**任务说明:**
根据下面的阅读文本，数据集每行样本中的英文句子和法文句子之间用什么分隔？

**阅读文本:**
------------------------------
RNN案例-seq2seq英译法

1 RNN案例-seq2seq英译法

1.1 seq2seq模型介绍

模型结构
- 编码器 encoder
- 解码器 decoder
- 编码器和解码器中可以使用RNN模型或者是transformer模型
工作流程
- 编码器生成上下文语义张量 -> 什么是nlp? 将问题转换成语义张量
- 解码器根据编码器的语义张量和上一时间步的预测值以及上一时间步的隐藏状态值进行当前时间步的预测
  - 自回归模式
局限性
- 信息瓶颈问题
- 长序列问题

1.2 数据集介绍

1748849163083

每行样本由英文句子和法文句子对组成, 中间用\t分隔开
英文句子是编码器的输入序列, 法文句子是解码器的输出序列(预测序列)对应的真实序列

1.3 案例实现步骤

1.3.1 文本清洗工具函数

utils.py

# 用于正则表达式
import re
# 用于构建网络结构和函数的torch工具包
import torch
import torch.nn as nn
from torch.utils.data import Dataset, DataLoader
# torch中预定义的优化方法工具包
import torch.optim as optim
import time
# 用于随机生成数据
import random
import numpy as np
import matplotlib.pyplot as plt

# 定义变量
# 选择设备 cpu/gpu
# 'cuda'->使用所有显卡  'cuda:0'->使用第一张显卡
device = torch.device('cuda' if torch.cuda.is_available() else 'cpu')
# 起始符号下标
# sos -> start of sentences
SOS_token = 0
# 结束符号下标
EOS_token = 1
# 文件路径
data_path = 'data/eng-fra-v2.txt'
# 最大句子长度, 预处理分析的结果
MAX_LENGTH = 10


# 定义处理文本的工具函数  处理句子中的特殊符号/大小写/换行符
def normalizeString(s: str):
	# 转换成小写, 并删掉两端的空白符号
	str = s.lower().strip()
	# 正则表达式匹配标签符号'.?!' 转换成 ' .?!'
	str = re.sub(r'([.!?])', r' \1', str)
	# print('str--->', str)
	# 正则表达式匹配除a-z.!?之外的其他的符号 转换成 ' '
	str = re.sub(r'[^a-z.!?]+', r' ', str)
	# print('str--->', str)
	return str


if __name__ == '__main__':
	str1 = 'I m sad.@'
	normalizeString(str1)

1.3.2 数据预处理

preprocess.py

清洗文本和构建词表

from utils import *


def my_getdata():
	# todo:1- 读取文件数据集, 得到 [[英文句子1, 法文句子1], [英文句子2, 法文句子2], ...]内存数据集
	# 1-1 with open 读取文件数据集
	with open(data_path, 'r', encoding='utf-8') as f:
		my_lines = f.read().strip().split('\n')
		# print('my_lines --->', my_lines)
	# 1-2 获取 [[英文句子1, 法文句子1], [英文句子2, 法文句子2], ...] 数据集格式
	# 定义两个空列表
	tmp_pair, my_pairs = [], []
	# 循环遍历my_lines
	for line in my_lines:
		# print('line--->', line)  # i m .	j ai ans .
		# 对my_lines中每行样本使用\t分割符进行分割后再循环遍历
		for item in line.split('\t'):
			# print('item--->', item)
			# 将每行样本中的英文句子和法文句子使用工具函数进行清洗, 保存到tmp_pair列表中
			tmp_pair.append(normalizeString(item))
		# 将tmp_pair列表保存到my_pairs列表中
		my_pairs.append(tmp_pair)
------------------------------
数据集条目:
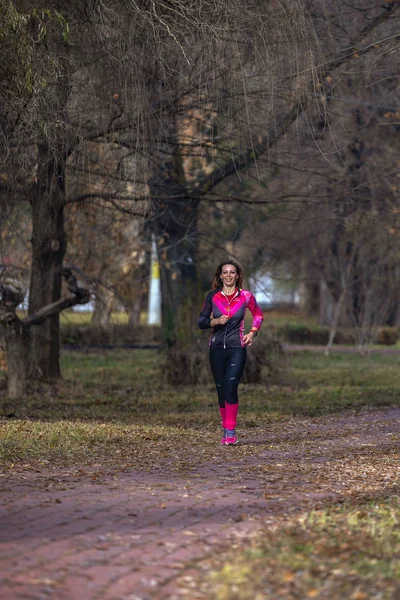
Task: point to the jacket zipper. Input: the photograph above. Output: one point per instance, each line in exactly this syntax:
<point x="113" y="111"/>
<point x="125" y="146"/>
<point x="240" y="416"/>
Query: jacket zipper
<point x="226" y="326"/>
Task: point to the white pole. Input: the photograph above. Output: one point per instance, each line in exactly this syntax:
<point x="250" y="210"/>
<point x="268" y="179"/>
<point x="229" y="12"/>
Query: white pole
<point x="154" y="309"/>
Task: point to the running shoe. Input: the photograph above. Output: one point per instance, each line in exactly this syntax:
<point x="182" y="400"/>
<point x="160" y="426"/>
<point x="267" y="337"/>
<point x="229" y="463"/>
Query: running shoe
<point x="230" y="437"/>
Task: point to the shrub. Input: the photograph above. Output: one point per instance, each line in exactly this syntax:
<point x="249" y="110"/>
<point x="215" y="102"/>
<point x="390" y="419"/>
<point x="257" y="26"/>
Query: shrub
------------------------------
**书面回答:**
用\t分隔。